*Fragmento fuente*:
'''
LIBROS VIEJOS A ORILLAS DEL SENA
Me he acordado, en una mañana de
comienzos de otoño, de ir a ver a mis viejos amigos los viejos libros de las
orillas del Sena. Es un paseo higiénico, melancólico y filosófico. Desde el Quai d'Orsay hasta más allá de Nôtre-Dame,
se goza de espectáculos imprevistos, fuera de lo pintoresco exterior. Por allí
he visto una vez, con un chambergo semejante al del general Mitre, al sabio
Mommsen. Por allí he encontrado al poeta Paul Fort y a M. Remy de Gourmont. Por
allí saludé una vez al Dr. Bermejo. El «morne»
Sena verleniano corre abajo. El Louvre alza su masa gris. Los vaporcitos se
deslizan. Ómnibus y automóviles pasan veloces entre los «quais», las casas viejas y el venerable Instituto. Arregladas o
amontonadas las cantidades de papel impreso, son el atractivo de especiales
visitantes y compradores, curiosos, bibliófilos, bibliómanos, filósofos,
poetas, estudiantes. No es raro ver también junto a una grave peluca, junto a
un extraordinario y antiguo gabán, la cara sonrosada, los cabellos rubios de una
muchacha. Cuando es en buen tiempo primaveral, hay pájaros en los árboles
vecinos.
Ancianas biblias, caducos
misales, forman pilas sobre el parapeto. Colecciones de ilustraciones viejas
hacen largas trincheras. Y entre las cajas de los bouquinistes está la profusa tentación de los aficionados. Allí hay
de todo. Hay sus pequeños «inferii», de cosas prohibidas, vulgares novelas
cantaridadas, tratados secretos para colegiales y gentes de cierto jaez.
Especialistas ofrecen clásicos de Aldo Manucio, o de las memorables imprentas
de Flandes. Ya ha pasado el tiempo en que se podía encontrar una ganga por
casualidad, la joya bibliofílica que valía dos o tres mil francos y costaba
treinta o cuarenta céntimos. Hoy todos esos vendedores estacionados a lo largo
de Ios «quais» saben lo que venden, y
las buenas fortunas de los buscadores de antaño se hacen casi imposibles. No
obstante, la baratura de lo que por lo general allí se encuentra, es notable.
La obra rara, con todo, allí como en todas partes, habrá que pagarla caro.
Octave Uzanne ha escrito un
interesante folleto sobre los vendedores de libros de las orillas del Sena. Otros
escritores han pintado la curiosa vida de esos sedentarios del aire libre que,
invierno y verano, bajo la nieve o bajo el sol, tienen por oficio sacudir el
polvo a su mercancía y aguardar al cliente o al transeúnte que se siente
atraído por la fila de cajas y los montones de papel impreso. Los tipos de
vendedores son variados, como los de los fieles bibliómanos. No escasea entre
los primeros el erudito, que os da una lección de historia de la tipografía, de
ediciones princeps, de incunables, mientras os vende un apolillado Horacio o
Cicerón. Entre los segundos se ven apacibles profesores, sabios condecorados, simples
sabios. He creído en más de una ocasión encontrarme con la amable figura de M.
'''
*Enunciado de la tarea*:
Copia tal cual, por favor, la parte del fragmento sobre los libros viejos del Sena que empieza en las palabras "Especialistas ofrecen clásicos" y termina justo después de "que pagarla caro.".

*Líneas de datos*:
'''
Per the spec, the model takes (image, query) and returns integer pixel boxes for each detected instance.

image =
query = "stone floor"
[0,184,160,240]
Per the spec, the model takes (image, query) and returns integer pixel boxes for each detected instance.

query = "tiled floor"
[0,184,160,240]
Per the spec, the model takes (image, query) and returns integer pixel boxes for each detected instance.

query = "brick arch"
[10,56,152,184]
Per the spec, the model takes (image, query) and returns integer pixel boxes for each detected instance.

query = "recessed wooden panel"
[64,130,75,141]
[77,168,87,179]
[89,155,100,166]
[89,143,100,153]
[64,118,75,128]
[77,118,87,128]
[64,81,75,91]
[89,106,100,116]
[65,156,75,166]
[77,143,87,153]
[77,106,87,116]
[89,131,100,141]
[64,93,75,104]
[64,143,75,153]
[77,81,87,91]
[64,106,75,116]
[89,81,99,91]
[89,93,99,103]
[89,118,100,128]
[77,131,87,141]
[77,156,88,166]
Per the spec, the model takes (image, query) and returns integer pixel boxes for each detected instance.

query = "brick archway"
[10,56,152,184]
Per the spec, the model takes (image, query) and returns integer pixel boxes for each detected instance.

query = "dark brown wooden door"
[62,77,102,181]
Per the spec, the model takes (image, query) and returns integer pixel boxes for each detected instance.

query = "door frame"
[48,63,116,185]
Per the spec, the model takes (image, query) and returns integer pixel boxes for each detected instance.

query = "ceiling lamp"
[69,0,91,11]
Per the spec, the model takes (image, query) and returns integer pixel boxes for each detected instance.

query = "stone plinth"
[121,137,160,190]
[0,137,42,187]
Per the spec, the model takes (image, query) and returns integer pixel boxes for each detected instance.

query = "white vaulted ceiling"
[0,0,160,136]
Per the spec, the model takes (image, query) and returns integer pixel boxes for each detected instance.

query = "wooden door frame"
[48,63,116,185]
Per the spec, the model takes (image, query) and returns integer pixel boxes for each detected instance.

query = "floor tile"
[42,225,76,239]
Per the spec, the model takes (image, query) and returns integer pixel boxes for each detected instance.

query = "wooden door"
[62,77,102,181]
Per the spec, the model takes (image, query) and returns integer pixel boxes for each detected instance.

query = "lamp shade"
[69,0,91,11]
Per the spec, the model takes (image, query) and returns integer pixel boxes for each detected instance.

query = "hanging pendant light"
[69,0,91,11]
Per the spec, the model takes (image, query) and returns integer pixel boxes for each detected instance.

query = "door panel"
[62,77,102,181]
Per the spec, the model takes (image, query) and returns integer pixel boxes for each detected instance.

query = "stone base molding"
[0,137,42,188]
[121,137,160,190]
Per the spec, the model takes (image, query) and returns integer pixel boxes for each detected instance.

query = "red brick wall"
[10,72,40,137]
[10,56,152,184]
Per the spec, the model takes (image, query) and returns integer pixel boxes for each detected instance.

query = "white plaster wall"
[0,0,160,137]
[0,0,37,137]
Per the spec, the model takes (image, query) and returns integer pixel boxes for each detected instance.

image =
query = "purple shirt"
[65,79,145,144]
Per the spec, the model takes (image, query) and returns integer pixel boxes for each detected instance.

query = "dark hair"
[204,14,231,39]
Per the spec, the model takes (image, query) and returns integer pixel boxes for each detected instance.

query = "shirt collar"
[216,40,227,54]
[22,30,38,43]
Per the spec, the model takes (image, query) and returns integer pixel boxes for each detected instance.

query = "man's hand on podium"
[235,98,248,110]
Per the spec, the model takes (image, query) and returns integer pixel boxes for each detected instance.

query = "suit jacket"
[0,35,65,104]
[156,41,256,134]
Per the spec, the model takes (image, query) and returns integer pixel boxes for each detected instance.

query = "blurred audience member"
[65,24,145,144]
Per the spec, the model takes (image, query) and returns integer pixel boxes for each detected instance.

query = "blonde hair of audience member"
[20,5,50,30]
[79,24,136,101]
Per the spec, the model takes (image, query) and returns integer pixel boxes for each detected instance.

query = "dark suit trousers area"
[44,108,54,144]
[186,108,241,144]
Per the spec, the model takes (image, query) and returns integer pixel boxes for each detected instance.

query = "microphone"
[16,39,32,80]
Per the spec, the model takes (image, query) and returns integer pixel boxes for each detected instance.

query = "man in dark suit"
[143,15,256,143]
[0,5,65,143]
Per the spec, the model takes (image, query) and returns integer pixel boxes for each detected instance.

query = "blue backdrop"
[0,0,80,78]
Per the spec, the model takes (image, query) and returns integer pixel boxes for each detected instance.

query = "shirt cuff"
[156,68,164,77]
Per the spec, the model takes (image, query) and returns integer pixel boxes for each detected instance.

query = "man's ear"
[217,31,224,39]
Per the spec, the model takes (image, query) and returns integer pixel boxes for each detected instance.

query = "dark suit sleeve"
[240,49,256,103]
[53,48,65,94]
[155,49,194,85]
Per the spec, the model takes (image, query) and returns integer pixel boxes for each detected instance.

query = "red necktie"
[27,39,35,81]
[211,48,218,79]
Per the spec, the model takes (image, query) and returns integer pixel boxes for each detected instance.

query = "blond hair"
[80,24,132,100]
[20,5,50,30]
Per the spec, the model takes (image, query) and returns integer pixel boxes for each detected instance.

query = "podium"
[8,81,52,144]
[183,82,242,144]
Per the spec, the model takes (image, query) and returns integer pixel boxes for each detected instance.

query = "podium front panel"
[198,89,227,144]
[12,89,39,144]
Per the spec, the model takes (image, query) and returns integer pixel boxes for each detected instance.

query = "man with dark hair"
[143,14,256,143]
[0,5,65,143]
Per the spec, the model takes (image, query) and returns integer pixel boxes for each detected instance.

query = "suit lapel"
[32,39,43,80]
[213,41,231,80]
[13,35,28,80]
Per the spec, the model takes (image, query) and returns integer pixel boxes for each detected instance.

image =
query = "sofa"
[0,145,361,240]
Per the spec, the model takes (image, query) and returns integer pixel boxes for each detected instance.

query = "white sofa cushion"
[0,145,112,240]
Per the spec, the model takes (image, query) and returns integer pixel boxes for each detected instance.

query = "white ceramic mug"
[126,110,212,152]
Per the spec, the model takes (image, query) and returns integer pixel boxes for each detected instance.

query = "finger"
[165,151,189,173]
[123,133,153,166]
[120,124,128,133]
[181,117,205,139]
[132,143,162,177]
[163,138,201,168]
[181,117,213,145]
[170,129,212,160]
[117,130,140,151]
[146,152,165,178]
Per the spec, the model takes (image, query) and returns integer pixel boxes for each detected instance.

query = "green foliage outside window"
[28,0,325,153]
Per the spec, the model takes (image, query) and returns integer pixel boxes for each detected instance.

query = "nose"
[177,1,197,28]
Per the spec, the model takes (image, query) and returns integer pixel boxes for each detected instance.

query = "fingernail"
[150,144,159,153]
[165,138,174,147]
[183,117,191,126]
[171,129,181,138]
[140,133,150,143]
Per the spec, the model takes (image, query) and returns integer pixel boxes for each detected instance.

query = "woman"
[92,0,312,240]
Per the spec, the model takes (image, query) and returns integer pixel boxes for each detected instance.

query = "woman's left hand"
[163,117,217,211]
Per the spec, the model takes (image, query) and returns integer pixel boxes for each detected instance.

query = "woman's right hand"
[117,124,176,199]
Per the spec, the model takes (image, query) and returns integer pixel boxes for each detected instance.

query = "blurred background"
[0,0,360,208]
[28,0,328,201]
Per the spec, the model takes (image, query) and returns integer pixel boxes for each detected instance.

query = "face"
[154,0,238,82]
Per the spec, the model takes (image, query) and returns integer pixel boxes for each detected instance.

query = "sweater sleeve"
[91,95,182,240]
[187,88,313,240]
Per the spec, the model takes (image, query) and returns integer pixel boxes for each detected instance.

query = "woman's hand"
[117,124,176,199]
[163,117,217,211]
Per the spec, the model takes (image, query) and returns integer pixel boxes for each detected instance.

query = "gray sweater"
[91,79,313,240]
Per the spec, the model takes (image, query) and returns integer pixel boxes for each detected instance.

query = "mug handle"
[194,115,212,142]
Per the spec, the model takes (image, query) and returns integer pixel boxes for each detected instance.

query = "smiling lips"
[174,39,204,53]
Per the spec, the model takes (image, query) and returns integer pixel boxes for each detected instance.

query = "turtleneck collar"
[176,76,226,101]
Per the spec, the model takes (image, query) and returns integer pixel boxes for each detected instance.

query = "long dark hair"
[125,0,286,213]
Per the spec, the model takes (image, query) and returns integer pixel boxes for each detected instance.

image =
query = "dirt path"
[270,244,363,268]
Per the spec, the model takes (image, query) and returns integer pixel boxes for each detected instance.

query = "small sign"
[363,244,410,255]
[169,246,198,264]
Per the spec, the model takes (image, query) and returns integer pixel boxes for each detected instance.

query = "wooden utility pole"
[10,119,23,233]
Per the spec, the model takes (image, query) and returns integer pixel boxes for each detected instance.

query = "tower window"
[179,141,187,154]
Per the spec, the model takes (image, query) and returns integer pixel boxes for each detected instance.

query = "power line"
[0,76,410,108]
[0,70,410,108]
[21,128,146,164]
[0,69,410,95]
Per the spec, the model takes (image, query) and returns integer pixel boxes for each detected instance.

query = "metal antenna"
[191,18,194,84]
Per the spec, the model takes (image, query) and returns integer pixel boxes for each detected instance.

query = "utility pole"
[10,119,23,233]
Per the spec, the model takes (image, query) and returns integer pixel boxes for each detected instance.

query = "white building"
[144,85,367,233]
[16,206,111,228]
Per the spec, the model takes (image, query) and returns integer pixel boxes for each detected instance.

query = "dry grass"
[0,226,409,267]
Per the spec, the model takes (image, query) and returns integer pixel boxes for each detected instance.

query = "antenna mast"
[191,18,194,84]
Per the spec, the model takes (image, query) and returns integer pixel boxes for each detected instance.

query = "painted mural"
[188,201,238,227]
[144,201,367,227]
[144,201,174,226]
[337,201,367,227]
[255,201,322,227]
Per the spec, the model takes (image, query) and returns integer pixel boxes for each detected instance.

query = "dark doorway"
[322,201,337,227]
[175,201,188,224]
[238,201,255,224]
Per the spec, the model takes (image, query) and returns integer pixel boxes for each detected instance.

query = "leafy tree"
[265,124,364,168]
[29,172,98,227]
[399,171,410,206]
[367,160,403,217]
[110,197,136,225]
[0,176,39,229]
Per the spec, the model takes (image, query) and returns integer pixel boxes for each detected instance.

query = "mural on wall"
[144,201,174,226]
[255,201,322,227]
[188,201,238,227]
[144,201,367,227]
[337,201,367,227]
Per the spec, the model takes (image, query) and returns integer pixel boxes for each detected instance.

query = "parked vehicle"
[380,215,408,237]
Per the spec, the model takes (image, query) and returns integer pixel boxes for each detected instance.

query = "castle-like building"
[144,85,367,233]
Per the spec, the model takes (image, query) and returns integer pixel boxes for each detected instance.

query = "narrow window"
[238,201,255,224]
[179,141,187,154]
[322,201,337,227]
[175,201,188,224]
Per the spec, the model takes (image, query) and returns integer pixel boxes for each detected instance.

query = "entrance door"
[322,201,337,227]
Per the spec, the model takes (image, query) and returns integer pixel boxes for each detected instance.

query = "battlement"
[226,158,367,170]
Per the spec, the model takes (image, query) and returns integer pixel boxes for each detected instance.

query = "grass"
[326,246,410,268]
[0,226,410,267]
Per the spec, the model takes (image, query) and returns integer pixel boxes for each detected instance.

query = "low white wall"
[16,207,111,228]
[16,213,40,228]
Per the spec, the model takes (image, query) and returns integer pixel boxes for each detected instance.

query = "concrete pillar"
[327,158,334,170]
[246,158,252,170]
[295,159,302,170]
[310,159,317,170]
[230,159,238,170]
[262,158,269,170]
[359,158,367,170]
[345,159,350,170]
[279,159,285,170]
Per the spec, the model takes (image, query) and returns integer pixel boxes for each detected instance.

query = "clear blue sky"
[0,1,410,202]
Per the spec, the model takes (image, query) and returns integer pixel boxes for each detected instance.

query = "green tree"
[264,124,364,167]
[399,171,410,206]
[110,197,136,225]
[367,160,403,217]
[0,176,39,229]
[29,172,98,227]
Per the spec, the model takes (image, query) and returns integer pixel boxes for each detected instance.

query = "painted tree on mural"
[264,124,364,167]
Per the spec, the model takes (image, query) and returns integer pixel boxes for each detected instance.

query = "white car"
'''
*Respuesta del ejercicio*:
Especialistas ofrecen clásicos de Aldo Manucio, o de las memorables imprentas
de Flandes. Ya ha pasado el tiempo en que se podía encontrar una ganga por
casualidad, la joya bibliofílica que valía dos o tres mil francos y costaba
treinta o cuarenta céntimos. Hoy todos esos vendedores estacionados a lo largo
de Ios «quais» saben lo que venden, y
las buenas fortunas de los buscadores de antaño se hacen casi imposibles. No
obstante, la baratura de lo que por lo general allí se encuentra, es notable.
La obra rara, con todo, allí como en todas partes, habrá que pagarla caro.